- _Excerpt provided_:
- - - -

But just because they are the Eldar version does not mean he was saying they were equals. Generally speaking one Eldar vs one space marine. Usually a space marine would win, if nothing because Eldar have not had the benefit of a super being (who is as close as you can get to being a god without living in the god realm) design them from science and stealing power from the chaos gods themselves. These are just normal Eldar who had to train themselves and may benefit from the souls of a few Eldar combined but it does not directly amplify their power. You dig?

So suck it mr sarcastic.


----------



## ckcrawford (Feb 4, 2009)

Watch everybody except this fluff as being acceptable too. Its gonna be awesome.


----------



## Serpion5 (Mar 19, 2010)

cegorach said:


> Well Sanguinius is already dead so.
> 
> But just because they are the Eldar version does not mean he was saying they were equals. Generally speaking one Eldar vs one space marine. Usually a space marine would win, if nothing because Eldar have not had the benefit of a super being (who is as close as you can get to being a god without living in the god realm) design them from science and stealing power from the chaos gods themselves. These are just normal Eldar who had to train themselves and may benefit from the souls of a few Eldar combined but it does not directly amplify their power. You dig?
> 
> So suck it mr sarcastic.

- - - -

- _Short exercise 1_:
Answer the following from the forum excerpt, one line per answer, marked to match:
(a) In a contest of one Eldar against one space marine, which side does the forum excerpt say would usually win?
(b) What date accompanies the post by ckcrawford?
(c) Whose words does Serpion5 quote?

- - - -

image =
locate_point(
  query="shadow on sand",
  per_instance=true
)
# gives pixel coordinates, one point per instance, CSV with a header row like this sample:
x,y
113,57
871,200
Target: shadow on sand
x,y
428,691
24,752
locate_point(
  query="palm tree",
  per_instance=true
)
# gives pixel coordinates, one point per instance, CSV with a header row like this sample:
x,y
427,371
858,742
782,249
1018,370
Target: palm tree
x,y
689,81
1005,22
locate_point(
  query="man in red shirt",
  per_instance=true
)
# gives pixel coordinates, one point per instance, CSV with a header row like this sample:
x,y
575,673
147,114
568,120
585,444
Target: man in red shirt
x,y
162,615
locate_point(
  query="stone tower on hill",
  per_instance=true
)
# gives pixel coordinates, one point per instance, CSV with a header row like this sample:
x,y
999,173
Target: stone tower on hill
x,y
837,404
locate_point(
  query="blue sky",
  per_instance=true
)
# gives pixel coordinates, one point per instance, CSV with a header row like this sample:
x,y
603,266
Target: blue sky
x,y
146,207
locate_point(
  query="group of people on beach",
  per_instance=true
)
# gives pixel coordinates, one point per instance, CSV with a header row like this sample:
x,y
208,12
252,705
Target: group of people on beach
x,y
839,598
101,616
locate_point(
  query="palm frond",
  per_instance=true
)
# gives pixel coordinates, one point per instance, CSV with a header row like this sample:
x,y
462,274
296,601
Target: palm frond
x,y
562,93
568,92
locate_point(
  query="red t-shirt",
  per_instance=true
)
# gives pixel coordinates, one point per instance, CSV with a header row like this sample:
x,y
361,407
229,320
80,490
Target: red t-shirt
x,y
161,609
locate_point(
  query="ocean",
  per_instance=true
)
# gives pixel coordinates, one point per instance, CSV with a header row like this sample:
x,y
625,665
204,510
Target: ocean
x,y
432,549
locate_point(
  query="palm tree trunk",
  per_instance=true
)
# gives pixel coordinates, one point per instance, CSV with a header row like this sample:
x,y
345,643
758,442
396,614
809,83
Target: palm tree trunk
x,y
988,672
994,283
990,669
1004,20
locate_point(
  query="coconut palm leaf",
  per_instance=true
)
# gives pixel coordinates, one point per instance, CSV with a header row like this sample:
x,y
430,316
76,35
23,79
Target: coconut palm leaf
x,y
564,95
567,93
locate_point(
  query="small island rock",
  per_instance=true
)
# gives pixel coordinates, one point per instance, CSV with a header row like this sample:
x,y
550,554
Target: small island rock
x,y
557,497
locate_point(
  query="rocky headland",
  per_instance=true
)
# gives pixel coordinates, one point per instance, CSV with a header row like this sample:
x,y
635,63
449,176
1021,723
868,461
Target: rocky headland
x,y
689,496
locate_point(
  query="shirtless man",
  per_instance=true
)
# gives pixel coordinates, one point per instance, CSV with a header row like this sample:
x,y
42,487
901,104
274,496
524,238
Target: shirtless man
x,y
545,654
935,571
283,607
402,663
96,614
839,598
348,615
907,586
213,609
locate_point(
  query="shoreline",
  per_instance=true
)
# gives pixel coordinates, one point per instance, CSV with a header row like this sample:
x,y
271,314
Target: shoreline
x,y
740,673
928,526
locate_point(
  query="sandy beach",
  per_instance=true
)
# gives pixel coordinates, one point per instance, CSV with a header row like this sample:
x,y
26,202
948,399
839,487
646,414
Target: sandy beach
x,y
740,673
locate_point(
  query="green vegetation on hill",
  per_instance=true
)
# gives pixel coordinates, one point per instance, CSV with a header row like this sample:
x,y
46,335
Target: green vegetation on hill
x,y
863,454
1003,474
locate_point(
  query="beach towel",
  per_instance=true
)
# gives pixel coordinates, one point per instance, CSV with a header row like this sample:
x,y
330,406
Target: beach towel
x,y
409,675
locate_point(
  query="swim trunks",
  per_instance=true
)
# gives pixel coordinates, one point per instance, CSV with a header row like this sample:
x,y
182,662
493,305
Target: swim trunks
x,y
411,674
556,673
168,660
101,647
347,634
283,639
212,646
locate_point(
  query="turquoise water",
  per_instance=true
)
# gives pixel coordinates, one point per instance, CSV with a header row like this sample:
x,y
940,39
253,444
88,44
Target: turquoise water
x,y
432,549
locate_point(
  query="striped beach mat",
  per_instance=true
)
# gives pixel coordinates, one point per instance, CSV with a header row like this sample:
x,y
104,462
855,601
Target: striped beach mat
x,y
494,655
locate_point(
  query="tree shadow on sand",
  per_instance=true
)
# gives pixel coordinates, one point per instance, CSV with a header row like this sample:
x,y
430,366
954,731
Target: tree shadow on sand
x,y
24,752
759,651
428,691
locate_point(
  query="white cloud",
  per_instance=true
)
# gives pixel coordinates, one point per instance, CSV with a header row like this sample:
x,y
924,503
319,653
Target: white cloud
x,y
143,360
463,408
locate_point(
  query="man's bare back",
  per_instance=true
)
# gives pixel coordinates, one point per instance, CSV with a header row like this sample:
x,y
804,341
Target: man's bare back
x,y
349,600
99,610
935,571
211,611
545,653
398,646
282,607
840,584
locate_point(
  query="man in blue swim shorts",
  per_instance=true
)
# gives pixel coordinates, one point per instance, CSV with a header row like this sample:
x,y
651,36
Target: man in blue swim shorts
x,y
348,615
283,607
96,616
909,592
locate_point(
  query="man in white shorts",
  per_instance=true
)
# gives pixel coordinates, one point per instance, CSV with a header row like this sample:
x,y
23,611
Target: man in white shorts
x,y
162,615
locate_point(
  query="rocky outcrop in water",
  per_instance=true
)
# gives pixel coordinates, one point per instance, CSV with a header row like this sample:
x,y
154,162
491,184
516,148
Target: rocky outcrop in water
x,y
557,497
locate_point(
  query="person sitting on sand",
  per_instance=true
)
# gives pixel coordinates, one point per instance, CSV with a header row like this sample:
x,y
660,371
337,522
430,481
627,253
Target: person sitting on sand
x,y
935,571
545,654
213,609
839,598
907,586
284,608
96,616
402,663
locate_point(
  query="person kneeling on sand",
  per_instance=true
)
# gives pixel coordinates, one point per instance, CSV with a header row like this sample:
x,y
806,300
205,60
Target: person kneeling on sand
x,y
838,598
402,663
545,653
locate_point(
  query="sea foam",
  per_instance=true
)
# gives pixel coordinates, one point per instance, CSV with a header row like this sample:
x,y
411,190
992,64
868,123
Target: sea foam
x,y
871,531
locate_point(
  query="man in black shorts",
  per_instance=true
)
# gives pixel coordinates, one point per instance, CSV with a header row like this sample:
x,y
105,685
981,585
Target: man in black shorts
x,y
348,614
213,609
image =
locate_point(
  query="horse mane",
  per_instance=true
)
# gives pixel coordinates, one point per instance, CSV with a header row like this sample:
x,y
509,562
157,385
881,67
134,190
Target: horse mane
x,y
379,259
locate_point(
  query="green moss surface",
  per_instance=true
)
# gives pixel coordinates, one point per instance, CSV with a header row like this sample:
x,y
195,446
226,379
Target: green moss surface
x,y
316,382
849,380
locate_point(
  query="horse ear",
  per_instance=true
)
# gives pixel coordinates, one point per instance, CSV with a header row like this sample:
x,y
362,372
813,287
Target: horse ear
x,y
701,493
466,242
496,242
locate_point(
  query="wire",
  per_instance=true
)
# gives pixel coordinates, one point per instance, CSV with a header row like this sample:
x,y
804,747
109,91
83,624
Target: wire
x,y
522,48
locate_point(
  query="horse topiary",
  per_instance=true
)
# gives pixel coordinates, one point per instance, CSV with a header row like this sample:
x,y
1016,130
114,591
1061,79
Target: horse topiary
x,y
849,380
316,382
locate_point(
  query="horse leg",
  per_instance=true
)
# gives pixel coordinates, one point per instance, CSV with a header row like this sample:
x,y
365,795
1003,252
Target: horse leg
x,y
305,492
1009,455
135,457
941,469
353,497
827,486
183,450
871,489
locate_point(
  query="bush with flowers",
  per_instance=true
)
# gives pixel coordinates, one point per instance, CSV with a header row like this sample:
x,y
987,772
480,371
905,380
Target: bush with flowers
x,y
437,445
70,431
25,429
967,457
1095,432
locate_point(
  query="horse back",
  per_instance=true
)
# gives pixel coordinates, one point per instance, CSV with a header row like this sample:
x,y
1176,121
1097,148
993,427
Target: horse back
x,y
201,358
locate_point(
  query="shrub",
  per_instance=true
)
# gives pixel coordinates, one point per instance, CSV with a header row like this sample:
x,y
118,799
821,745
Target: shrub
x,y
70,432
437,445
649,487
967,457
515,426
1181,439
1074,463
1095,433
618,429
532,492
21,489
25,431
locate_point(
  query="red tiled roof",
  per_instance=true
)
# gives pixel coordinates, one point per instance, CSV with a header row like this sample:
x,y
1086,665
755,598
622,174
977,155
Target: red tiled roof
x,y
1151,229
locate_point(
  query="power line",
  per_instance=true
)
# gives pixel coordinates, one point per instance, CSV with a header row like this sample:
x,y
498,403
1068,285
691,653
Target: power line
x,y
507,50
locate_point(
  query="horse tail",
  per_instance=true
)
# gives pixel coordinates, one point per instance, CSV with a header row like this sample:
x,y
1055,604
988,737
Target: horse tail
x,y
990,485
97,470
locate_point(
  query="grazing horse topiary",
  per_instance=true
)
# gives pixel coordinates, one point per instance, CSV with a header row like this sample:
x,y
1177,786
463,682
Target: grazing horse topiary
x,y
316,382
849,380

- - - -

- _Short exercise 2_:
Extract every line of the records that contains the word "tiled". Case counts.

- _Written reply 1_:
(a) A space marine.
(b) Feb 4, 2009.
(c) cegorach's.

- _Written reply 2_:
  query="red tiled roof",
Target: red tiled roof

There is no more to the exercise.